How to complete this task :: Transcribe exactly the line containing "point: the bicycle handlebar in this photo" and each line after it, through the end of the entries, with nothing before or after.

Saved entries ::

──────────────────────────────

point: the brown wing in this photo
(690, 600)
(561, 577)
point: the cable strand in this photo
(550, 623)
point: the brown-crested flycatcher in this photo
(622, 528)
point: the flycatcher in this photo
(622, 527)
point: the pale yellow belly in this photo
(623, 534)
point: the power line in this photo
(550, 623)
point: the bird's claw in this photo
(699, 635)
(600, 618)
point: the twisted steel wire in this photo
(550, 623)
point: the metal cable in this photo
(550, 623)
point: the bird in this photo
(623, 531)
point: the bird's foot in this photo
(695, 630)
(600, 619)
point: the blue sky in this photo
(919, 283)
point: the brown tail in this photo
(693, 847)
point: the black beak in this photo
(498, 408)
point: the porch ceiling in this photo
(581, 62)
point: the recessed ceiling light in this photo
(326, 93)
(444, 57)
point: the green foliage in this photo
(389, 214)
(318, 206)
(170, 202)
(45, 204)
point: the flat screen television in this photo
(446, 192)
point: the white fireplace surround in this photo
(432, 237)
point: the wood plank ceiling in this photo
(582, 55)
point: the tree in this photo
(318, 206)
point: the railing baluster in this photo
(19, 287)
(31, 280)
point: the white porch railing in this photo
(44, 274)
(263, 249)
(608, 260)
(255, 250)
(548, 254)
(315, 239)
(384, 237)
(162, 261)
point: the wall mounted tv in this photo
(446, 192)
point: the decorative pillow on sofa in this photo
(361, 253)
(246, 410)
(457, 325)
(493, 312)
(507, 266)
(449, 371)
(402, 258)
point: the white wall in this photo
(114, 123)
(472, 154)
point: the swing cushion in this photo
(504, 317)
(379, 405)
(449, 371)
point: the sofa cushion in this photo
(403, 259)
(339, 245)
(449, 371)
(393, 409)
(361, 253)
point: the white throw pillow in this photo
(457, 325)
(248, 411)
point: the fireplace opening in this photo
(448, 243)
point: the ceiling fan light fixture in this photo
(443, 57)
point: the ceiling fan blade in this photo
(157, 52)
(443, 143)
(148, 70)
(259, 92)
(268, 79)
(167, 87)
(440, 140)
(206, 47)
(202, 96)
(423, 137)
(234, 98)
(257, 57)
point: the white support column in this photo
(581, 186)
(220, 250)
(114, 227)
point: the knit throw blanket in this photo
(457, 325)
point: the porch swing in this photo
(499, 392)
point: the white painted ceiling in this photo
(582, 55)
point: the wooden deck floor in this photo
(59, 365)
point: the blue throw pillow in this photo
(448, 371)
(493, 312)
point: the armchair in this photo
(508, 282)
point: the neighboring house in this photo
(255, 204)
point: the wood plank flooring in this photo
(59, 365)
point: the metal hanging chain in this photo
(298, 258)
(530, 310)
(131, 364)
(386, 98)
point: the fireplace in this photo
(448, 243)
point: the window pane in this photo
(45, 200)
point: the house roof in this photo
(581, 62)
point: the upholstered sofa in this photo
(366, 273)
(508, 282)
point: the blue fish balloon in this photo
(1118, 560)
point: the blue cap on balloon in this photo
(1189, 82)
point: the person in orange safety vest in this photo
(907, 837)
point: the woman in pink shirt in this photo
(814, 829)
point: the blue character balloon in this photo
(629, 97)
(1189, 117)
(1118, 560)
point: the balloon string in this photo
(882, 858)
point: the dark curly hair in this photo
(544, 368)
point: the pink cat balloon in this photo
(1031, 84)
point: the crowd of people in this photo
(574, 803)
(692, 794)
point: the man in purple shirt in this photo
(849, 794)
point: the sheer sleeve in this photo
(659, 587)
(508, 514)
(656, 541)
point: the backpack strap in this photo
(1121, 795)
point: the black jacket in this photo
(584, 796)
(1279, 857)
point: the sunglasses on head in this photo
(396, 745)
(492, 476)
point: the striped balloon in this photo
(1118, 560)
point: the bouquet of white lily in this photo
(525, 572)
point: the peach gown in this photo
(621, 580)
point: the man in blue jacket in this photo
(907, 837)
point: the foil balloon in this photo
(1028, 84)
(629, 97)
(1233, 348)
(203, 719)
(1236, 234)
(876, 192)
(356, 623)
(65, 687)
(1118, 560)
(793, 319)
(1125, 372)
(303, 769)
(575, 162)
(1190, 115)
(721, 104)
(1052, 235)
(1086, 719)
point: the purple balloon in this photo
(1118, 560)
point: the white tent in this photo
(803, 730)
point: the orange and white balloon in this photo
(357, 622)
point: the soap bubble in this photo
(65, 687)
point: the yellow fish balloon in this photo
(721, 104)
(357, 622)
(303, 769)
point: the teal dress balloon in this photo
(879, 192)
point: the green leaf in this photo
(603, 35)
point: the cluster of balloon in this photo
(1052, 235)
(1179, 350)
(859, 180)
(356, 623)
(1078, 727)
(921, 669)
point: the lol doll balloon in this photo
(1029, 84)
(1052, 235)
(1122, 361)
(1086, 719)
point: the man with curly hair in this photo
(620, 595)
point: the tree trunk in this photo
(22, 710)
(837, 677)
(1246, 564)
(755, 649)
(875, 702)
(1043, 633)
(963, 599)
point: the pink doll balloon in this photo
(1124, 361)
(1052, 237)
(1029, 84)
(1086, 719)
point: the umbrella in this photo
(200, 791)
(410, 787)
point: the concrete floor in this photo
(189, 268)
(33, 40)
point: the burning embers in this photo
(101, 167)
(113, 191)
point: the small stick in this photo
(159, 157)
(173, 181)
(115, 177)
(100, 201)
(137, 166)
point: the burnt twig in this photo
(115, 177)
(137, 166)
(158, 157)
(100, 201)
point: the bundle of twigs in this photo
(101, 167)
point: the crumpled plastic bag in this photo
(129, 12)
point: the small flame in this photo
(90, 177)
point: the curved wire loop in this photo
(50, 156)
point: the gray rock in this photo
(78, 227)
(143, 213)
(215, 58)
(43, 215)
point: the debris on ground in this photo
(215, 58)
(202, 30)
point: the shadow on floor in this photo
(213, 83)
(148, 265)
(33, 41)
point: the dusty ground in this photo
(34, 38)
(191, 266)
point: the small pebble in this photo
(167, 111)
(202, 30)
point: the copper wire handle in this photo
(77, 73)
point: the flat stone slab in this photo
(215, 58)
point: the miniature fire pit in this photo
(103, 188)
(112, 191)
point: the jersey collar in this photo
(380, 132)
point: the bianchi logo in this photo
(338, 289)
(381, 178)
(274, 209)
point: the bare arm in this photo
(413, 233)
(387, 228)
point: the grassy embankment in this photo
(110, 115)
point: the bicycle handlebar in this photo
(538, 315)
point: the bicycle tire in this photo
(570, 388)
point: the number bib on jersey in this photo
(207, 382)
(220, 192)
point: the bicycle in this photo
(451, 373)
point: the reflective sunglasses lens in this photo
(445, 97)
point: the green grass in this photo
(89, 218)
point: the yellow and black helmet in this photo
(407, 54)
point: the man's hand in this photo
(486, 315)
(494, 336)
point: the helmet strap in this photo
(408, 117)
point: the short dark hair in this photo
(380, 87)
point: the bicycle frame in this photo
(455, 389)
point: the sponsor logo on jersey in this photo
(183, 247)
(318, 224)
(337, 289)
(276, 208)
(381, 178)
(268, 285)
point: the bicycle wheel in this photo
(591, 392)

──────────────────────────────

Exercise solution ::
point: the bicycle handlebar in this photo
(538, 315)
point: the bicycle tire in this photo
(570, 388)
point: the number bib on jersey in this photo
(207, 382)
(220, 192)
point: the bicycle in this photo
(451, 373)
point: the reflective sunglasses lens in this photo
(445, 97)
point: the green grass in this photo
(89, 218)
point: the yellow and black helmet in this photo
(407, 54)
point: the man's hand in this photo
(486, 315)
(494, 336)
point: the helmet strap in this photo
(408, 117)
point: the short dark hair in this photo
(380, 87)
point: the bicycle frame in this photo
(455, 389)
point: the sponsor logo on jersey in this photo
(183, 247)
(318, 224)
(337, 289)
(276, 208)
(381, 178)
(268, 285)
point: the bicycle wheel in this photo
(591, 392)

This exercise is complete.